Este é certamente um tema contemporâneo relevante, mas o emprego ardiloso das fake news não é nenhuma novidade. Se hoje pessoas caem em tramas absurdas, isso também ocorria no passado. Um episódio em particular é costumeiramente apontado como um curioso marco da exploração sensacionalista de fake news e recorreu a um sofisticado mecanismo enganador, envolvendo um tema espantoso em plena primeira metade do século XIX. Trata-se do caso conhecido como “Grande Embuste da Lua de 1835”.
O repórter Richard Adams Locke, do jornal The New York Sun, publicou no jornal matérias sobre descobertas científicas espantosas sobre uma incrível sociedade identificada na Lua. As publicações eram pura invenção, mas a repercussão funcionou porque o autor recorreu ao emprego de termos científicos, elementos dos estudos astronômicos da época e até citou falsamente o prestigiado astrônomo John Herschel para validar a estranha narrativa publicada.
Era uma fase propícia para explorar esse tipo de tema, pois a visão da passagem do Cometa Halley era aguardada com entusiasmo por uns e pânico por outros. Os assuntos relativos às inovações das ciências estavam chamando atenção do público, incluindo os mais recentes avanços dos estudos astronômicos que proporcionaram tecnologias de observação aprimoradas representadas pelos modernos telescópios capazes de proporcionar imagens com detalhes até então jamais percebidos. Além disso, alguns cientistas mais ousados chegaram a especular de maneira vaga sobre a possibilidade de vida além de nosso planeta, mas o alemão Franz von Paula Gruithuisen foi além desse ponto. Em 1824, Gruithuisen apresentou uma teoria espantosa que detalhou como deveria ser uma plausível sociedade nativa do ambiente lunar, comandada pelo “selenitas”, humanoides inteligentes e avançados.

### Dados fornecidos
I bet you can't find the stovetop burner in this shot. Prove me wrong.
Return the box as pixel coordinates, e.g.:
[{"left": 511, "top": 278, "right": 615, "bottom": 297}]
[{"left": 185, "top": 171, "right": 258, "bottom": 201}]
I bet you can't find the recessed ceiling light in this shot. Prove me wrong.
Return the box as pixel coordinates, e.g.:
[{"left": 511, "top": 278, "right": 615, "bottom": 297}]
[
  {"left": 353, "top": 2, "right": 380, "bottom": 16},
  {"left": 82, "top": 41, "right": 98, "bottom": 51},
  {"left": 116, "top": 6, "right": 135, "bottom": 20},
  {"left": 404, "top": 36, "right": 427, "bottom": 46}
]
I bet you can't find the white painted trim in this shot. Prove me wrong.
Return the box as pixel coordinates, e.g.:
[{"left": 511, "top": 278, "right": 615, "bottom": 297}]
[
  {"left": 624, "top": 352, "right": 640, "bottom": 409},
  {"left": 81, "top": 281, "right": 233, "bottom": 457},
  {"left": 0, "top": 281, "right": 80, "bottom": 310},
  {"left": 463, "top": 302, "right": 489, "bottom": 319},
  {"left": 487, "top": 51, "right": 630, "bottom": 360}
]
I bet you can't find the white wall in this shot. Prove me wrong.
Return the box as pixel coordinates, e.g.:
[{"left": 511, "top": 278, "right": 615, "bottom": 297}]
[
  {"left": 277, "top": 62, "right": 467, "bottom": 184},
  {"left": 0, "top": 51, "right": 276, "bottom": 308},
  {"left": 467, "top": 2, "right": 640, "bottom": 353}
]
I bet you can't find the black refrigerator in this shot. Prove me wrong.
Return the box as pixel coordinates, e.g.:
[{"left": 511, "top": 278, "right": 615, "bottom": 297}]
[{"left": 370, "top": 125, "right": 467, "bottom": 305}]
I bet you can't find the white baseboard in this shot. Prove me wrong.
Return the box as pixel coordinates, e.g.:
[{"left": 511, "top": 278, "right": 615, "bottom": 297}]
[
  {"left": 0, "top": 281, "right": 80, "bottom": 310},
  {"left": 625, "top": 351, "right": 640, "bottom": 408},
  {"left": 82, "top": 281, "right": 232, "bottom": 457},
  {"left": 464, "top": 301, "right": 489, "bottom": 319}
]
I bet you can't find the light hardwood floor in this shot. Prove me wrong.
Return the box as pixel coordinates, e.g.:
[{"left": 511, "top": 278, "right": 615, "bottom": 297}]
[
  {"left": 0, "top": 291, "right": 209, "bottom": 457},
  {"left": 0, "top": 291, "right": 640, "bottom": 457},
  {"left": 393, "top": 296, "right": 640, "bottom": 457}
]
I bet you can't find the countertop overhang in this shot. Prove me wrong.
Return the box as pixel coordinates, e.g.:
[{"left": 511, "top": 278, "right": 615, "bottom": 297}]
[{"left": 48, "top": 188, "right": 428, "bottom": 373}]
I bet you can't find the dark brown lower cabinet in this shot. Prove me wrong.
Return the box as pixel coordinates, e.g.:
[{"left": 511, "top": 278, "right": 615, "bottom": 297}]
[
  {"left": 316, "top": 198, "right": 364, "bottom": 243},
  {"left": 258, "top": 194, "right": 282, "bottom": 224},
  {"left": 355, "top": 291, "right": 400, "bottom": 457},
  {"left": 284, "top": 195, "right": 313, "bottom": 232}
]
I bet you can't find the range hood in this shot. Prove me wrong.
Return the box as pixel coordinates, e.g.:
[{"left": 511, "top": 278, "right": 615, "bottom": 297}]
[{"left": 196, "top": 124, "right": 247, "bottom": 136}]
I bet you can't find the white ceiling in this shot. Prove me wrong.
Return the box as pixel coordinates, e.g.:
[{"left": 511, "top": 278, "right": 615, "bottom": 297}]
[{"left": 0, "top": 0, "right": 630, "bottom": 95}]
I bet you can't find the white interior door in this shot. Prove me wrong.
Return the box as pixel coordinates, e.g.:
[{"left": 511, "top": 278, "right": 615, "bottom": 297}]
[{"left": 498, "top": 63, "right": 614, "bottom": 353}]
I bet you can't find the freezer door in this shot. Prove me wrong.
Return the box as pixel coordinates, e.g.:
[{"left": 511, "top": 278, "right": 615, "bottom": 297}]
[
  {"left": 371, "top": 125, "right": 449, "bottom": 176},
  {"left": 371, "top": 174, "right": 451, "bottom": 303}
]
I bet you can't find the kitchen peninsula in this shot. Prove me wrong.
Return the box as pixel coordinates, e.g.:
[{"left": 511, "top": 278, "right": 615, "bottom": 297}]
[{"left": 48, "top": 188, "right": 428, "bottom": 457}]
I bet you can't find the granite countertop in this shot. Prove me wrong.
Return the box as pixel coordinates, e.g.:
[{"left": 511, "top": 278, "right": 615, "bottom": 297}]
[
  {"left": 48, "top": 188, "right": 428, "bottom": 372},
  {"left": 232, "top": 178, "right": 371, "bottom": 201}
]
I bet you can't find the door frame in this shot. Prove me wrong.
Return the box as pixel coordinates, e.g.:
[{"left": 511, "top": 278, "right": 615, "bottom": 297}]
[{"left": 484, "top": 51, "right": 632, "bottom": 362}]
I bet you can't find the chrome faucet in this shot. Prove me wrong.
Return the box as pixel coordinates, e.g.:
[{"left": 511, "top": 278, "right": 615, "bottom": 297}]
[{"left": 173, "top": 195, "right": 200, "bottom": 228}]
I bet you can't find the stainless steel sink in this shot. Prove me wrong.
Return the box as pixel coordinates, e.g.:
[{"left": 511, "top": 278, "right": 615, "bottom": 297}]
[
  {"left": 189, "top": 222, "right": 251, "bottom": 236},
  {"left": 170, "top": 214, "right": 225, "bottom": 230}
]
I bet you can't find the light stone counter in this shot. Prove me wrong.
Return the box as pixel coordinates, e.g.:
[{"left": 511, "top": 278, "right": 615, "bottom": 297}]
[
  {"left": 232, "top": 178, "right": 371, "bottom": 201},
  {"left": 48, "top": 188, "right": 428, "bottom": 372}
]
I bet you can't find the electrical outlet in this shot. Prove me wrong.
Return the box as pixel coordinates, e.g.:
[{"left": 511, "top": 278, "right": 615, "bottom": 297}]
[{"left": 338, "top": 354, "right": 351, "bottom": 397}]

--

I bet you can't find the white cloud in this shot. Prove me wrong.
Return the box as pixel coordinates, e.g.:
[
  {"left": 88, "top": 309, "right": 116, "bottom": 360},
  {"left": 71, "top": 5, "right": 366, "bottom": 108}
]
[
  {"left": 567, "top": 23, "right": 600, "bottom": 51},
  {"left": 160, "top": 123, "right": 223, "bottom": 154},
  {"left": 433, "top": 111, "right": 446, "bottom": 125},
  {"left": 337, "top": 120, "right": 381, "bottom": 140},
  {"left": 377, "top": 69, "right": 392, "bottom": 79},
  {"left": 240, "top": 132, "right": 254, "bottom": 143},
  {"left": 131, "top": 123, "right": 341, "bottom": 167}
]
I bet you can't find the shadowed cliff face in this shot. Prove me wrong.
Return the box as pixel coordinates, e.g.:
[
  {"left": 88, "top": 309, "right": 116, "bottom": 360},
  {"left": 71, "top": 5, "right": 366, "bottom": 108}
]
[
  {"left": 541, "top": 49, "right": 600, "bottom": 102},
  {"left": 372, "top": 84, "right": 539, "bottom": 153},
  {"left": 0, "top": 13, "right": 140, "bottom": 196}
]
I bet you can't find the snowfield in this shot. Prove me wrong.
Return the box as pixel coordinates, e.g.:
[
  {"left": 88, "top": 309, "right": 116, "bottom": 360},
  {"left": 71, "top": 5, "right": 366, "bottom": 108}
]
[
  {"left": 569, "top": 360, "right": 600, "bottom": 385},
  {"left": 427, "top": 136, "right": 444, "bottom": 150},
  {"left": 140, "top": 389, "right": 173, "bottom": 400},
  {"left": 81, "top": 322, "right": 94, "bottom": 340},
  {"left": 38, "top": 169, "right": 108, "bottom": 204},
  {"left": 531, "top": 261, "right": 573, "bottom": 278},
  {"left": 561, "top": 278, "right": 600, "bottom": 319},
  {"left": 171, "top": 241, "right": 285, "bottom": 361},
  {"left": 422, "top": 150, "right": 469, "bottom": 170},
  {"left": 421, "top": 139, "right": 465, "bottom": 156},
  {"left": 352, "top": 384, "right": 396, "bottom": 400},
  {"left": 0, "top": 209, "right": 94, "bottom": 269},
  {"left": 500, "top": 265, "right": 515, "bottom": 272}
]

### Instruções do exercício
1. Extraia do texto sobre o Grande Embuste da Lua o trecho que vai de "O repórter Richard" até "estranha narrativa publicada.".
2. Segundo o texto sobre o Grande Embuste da Lua, em que ano Franz von Paula Gruithuisen apresentou sua teoria sobre uma sociedade nativa do ambiente lunar?

### Resultados
1.
O repórter Richard Adams Locke, do jornal The New York Sun, publicou no jornal matérias sobre descobertas científicas espantosas sobre uma incrível sociedade identificada na Lua. As publicações eram pura invenção, mas a repercussão funcionou porque o autor recorreu ao emprego de termos científicos, elementos dos estudos astronômicos da época e até citou falsamente o prestigiado astrônomo John Herschel para validar a estranha narrativa publicada.

2. Em 1824.